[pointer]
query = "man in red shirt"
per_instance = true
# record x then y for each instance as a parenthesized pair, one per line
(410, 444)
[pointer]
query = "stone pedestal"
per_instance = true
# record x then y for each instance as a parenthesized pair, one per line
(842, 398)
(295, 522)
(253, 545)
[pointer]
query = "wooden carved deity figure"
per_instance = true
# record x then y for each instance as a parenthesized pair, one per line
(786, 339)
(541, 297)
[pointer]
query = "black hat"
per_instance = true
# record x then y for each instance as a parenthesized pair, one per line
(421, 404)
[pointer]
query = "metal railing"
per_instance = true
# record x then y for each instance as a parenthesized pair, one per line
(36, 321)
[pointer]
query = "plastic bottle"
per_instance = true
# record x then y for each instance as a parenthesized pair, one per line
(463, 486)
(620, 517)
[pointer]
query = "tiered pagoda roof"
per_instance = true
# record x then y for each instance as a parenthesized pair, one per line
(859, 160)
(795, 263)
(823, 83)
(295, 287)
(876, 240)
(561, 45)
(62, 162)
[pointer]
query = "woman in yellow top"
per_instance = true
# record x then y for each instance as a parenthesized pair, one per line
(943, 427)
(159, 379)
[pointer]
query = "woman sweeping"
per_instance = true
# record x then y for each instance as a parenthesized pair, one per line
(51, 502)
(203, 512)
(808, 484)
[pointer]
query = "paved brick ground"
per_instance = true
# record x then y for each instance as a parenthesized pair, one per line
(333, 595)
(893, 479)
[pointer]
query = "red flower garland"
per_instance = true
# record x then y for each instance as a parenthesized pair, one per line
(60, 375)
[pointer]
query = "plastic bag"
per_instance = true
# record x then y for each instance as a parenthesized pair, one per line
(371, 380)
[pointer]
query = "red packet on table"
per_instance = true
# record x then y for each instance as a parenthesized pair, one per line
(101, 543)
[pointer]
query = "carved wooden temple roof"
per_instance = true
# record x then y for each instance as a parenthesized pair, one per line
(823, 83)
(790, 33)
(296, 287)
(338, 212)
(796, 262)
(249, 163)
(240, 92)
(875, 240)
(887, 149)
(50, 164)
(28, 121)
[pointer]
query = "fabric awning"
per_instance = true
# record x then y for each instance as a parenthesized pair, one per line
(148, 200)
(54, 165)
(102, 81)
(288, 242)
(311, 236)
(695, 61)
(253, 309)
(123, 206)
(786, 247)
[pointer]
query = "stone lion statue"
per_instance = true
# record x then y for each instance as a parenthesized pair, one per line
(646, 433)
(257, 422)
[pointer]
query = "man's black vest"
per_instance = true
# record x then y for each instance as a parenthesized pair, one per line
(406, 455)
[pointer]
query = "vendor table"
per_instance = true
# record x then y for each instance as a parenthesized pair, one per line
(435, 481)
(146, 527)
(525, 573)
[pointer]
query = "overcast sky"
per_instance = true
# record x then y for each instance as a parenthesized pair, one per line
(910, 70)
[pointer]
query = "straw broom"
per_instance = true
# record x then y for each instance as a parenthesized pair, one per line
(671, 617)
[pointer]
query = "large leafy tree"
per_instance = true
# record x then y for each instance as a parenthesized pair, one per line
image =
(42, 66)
◇ ◇ ◇ ◇ ◇
REQUIRED WORK >> Copy every line of the material above in which the string "plastic" can be found.

EXERCISE SOLUTION >>
query = "plastic bottle"
query = "plastic bag"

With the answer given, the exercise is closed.